___ Data for this exercise ___
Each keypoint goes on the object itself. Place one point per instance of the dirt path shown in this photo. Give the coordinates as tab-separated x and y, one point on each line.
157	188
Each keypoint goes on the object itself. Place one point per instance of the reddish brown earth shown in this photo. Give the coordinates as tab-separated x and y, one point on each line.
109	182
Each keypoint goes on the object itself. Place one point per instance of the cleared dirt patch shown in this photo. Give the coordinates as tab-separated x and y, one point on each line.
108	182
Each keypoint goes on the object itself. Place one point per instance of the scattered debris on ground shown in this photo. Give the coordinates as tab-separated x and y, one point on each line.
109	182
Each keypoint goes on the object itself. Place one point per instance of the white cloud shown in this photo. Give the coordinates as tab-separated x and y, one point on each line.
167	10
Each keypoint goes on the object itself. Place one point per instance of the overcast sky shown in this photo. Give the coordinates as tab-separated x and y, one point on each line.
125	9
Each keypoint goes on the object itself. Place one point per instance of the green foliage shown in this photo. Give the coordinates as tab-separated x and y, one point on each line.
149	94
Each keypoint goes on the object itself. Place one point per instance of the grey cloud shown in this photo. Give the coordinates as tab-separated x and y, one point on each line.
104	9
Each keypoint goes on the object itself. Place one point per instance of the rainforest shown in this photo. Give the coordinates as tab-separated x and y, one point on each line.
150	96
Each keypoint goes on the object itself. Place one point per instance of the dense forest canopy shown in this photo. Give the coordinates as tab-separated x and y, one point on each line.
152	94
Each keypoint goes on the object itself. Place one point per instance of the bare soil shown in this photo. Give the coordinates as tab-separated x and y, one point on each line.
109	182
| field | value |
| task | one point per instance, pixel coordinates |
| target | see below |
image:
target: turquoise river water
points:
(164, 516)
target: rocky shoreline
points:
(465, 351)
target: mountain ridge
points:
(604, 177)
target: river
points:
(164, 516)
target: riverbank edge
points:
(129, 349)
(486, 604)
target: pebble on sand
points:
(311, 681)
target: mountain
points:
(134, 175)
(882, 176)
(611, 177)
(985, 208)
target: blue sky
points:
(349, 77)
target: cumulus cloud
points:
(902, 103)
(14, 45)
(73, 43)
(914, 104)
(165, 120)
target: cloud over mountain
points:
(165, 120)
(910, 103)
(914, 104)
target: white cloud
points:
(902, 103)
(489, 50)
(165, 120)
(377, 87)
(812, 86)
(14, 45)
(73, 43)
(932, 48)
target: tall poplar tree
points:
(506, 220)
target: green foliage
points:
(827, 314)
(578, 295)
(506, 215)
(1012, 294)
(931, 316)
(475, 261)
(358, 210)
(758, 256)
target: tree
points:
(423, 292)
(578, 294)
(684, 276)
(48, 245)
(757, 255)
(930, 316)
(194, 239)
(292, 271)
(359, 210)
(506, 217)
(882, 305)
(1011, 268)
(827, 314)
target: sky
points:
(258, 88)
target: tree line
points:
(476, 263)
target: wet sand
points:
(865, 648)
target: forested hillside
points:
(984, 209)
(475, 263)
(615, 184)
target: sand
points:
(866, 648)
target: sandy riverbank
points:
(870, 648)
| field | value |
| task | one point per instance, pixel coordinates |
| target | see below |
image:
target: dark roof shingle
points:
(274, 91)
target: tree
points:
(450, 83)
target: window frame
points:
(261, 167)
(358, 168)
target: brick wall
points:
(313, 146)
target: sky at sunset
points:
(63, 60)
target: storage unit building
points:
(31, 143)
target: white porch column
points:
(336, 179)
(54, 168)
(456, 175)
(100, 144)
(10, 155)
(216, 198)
___
- [Objective]:
Reproduce all of the entries above with every occurrence of "sky at sunset" replaced by "evening sky", leaving everything else unchanged.

- [Response to this exercise]:
Each keypoint goes on the object itself. Place one point per instance of the dirt path shown in this photo. Give the coordinates as tab-separated x and y, one point on each line.
157	188
Each keypoint goes on the object itself. Place one point per instance of the reddish brown earth shown in this photo. Give the coordinates as tab-separated x and y, one point on each line.
109	182
Each keypoint goes on the object itself. Place one point per instance of the cleared dirt patch shown in this photo. Give the coordinates as tab-separated x and y, one point on each line.
108	182
Each keypoint goes on the object itself. Place one point per instance of the scattered debris on ground shown in this photo. Give the coordinates as tab-separated x and y, one point on each line.
109	182
Each keypoint goes on the object itself. Place one point per instance of the white cloud shown in this photo. Give the coordinates as tab-separated x and y, one point on each line.
167	10
Each keypoint goes on the object itself. Place one point per instance of the overcast sky shown in this photo. Give the coordinates as tab-separated x and y, one point on each line.
125	9
Each keypoint goes on the object itself. Place one point per instance of the green foliage shown in this photo. Give the coordinates as tab-separated x and y, one point on each line.
149	94
Each keypoint goes on the object itself. Place one point per instance of the grey cloud shown in this photo. Give the coordinates as tab-separated x and y, one point on each line.
104	9
Each keypoint goes on the object itself. Place one point per instance of the rainforest shown in this photo. Give the coordinates as tab-separated x and y, one point on each line.
150	96
Each keypoint goes on the object itself. Place one point per instance of the dense forest canopy shown in this photo. Give the coordinates as tab-separated x and y, one point on each line.
152	94
Each keypoint goes on the object itself. Place one point per instance of the bare soil shown in this photo. Give the coordinates as tab-separated x and y, one point on each line.
109	182
| field | value |
| task | one point per instance, pixel coordinates |
| target | see below |
image:
target: turquoise river water
points:
(164, 516)
target: rocky shoreline
points:
(465, 351)
target: mountain ridge
points:
(604, 177)
target: river
points:
(164, 516)
target: riverbank edge
points:
(129, 349)
(486, 604)
target: pebble on sand
points:
(311, 681)
target: mountain
points:
(134, 175)
(882, 176)
(611, 177)
(985, 208)
target: blue sky
points:
(349, 77)
target: cumulus cloud
points:
(902, 103)
(14, 45)
(73, 43)
(914, 104)
(165, 120)
target: cloud over mountain
points:
(165, 120)
(910, 103)
(914, 104)
target: white cloud
points:
(902, 103)
(489, 50)
(165, 120)
(377, 87)
(812, 86)
(14, 45)
(73, 43)
(932, 48)
target: tall poplar tree
points:
(506, 220)
target: green foliage
points:
(827, 314)
(578, 295)
(506, 215)
(1012, 294)
(931, 316)
(475, 261)
(358, 210)
(758, 256)
target: tree
points:
(423, 292)
(578, 294)
(684, 276)
(48, 245)
(757, 255)
(930, 316)
(194, 239)
(292, 271)
(359, 210)
(506, 217)
(882, 305)
(1011, 268)
(827, 314)
target: sky
points:
(258, 88)
target: tree line
points:
(476, 263)
target: wet sand
points:
(865, 648)
target: forested hillside
points:
(984, 209)
(475, 263)
(615, 184)
target: sand
points:
(866, 648)
target: sandy riverbank
points:
(870, 648)
| field | value |
| task | one point per instance, pixel coordinates |
| target | see below |
image:
target: dark roof shingle
points:
(274, 91)
target: tree
points:
(450, 83)
target: window frame
points:
(261, 167)
(358, 168)
target: brick wall
points:
(313, 146)
target: evening sky
points:
(63, 60)
target: storage unit building
points:
(31, 143)
target: white porch column
points:
(336, 179)
(54, 168)
(456, 175)
(100, 144)
(10, 155)
(216, 198)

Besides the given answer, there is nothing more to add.